> 実行する指示
下に示すケニヤッタ大統領へのインタビュー記事を、最後の文の後から書き継いでもらえますか。

更に、ケニア政府は、テロとの戦いに勝利するためには、国際社会が一丸となって対応する必要性を主張してきました。なぜならテロの脅威にさらされているのは、何もケニアに限られた話ではないからです。ナイジェリア、リビア、シリアに加えて、フランスでもテロが発生しました。それに故に我々は、国際社会と一致団結し、テロを根絶するために協力する必要があります。これが自分(ケニヤッタ大統領)がケニア国民に向かって、伝え続けているメッセージであり、我々はどのような方法によってテロの脅威を根絶できるか模索するため、協力を深めていく必要があります。ケニア政府は、政府が果たすべき責任を果たし続けていきます。事実、これまでに我々はテロ攻撃を未然に防止してきています。マンデラ郡における例のようにテロリストがテロ攻撃に成功することもありますが、我々はケニア及びケニア国民の安全を確保するためあらゆる手段を取っています。ケニア政府は、テロ攻撃を未然に阻止するため安全対策に係る予算を増加させ、監視活動及び諜報活動を強化しています。テロの攻撃がケニアのみに限定された問題でないことは、日本の皆様も承知のことと思います。テロの問題は、世界中の人々を狙った国際的な現象です。我々は、人々が安全な環境でビジネスに従事するためにも国際社会が有する資源を共有する必要があります。
(記者)
ケニアは2030年までに中所得国になることを目指していますが、どのようにしてこの目標を達成するお考えですか。
(ケニヤッタ大統領)
我々は、2030年までに中所得国になる目標の実現のため、正しい方策を取ってきていると考えます。同目標を実現する上で最も重要なことは、何よりもインフラ開発に焦点を当てることと言えます。ビジネスをする上で必要な環境を整備すること、必要なエネルギーが確保されていること、質の高い人材が揃っていること、また大多数の国家人口をこのプロセスに巻き込んで行くことが極めて重要です。それ故に我々は、教育及び学校への電力供給を重視してきました。また、電力を学校に供給することは、学校のみならず周辺地域に電力を供給することにも繋がります。こうすることにより、より多くの人々を開発プロセスに巻き込んでいくことができます。こうした事情もあり、我々は道路開発にも力を入れてきました。インフラを整備することにより、農家の人々が市場に農産物を運ぶプロセスが簡素化されます。また、流通プロセスが改善されることは、自国製品の競争力をより向上させることにも繋がります。

> 項目一覧
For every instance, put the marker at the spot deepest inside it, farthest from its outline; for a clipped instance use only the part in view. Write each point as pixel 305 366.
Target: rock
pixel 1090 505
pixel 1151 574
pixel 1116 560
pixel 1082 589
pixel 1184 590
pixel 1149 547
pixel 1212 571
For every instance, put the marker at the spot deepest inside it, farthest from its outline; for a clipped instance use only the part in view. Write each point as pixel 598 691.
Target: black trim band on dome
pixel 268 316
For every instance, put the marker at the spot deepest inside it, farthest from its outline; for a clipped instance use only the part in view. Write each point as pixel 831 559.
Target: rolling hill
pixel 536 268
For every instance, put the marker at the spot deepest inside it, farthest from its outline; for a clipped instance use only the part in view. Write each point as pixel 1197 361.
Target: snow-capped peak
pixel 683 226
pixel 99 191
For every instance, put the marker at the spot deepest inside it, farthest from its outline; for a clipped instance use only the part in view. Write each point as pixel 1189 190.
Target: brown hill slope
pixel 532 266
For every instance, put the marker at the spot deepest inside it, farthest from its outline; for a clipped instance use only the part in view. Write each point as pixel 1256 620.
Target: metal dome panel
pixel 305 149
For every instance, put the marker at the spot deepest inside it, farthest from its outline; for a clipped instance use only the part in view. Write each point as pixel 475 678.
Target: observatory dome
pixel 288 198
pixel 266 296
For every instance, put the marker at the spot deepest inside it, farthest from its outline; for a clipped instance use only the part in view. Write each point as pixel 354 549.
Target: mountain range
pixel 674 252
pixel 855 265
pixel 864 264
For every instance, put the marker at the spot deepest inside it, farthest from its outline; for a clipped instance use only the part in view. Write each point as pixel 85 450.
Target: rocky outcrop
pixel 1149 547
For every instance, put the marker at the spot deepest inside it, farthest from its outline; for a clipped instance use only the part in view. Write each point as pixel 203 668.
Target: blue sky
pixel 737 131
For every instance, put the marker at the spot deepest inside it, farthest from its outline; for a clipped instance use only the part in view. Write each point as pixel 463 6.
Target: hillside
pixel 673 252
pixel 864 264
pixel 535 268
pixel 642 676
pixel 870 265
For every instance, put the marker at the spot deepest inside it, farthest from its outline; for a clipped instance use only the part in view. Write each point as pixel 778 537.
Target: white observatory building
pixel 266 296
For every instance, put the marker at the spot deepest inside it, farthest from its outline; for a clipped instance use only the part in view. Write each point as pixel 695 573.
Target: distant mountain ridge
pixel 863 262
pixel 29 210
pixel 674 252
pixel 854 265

> 結果
これと同じ文脈において、全てのケニア国民が医療を受けられるようにするため、ユニバーサル・ヘルス・カバレッジを重視してきました。さらに、安定的かつ購入可能なエネルギーの供給を実現するため、エネルギー・セクター開発を重視してきました。スラム地域の再開発も同様の観点から重要であり、ナイロビは裕福な一部の人々のためのものではなく、全ての人がナイロビに帰属するとの意識を持てるようにしなければなりません。換言するならば、社会の底辺にいる人々が安定した生活を送れるレベルまで生活水準を引き上げることが出来なければ、社会が成長することはありません。
上記に掲げた事項が無用な政治抗争に妨害されずに実施されるのであれば、2030年までにケニアは中所得国になることができると強く確信しています。そしてこれこそが、自分(ケニヤッタ大統領)が率いるケニア政府の主要な課題だと認識しています。
こうした理由もあり、我々はこれまで汚職の問題に対処しなければいけないと述べてきました。汚職は我々の足を引っ張る問題です。汚職は、予算を生産的な目的に使う上での障害となります。そして、こうした汚職に関与する人々に対して、我々がどういった対応を取るか、多くの人々がまもなく目にすることになるでしょう。腐敗及び空虚な政治的発言こそが、ケニアが速やかに中所得国になる上での最大の障害です。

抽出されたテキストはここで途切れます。